Requirement: Please set out the lines below as a Markdown table with the columns No. and Line, numbering each row and skipping any blank lines. Leave the pictures out.

(Image location labeling entries)
********
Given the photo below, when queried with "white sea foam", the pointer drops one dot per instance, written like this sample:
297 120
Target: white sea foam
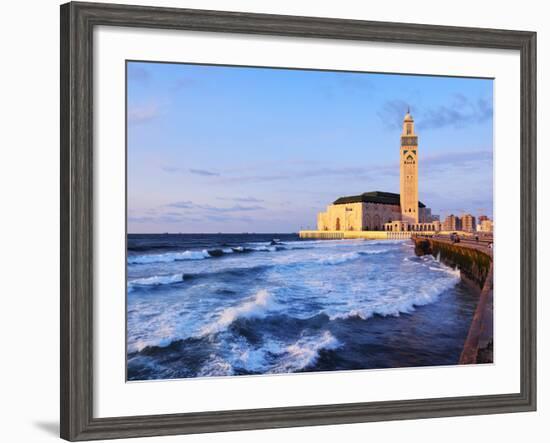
156 280
215 366
304 352
168 257
255 307
396 301
336 259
********
Answer for this exercise:
| No. | Line |
|---|---|
| 1 | Given the photo below, when queried with "white sea foam", the pointer drops one dot per instance, written like this sample: |
| 2 | 297 120 |
| 3 | Target: white sea foam |
| 4 | 156 280 |
| 5 | 215 366 |
| 6 | 304 352 |
| 7 | 168 257 |
| 8 | 255 307 |
| 9 | 396 301 |
| 10 | 336 259 |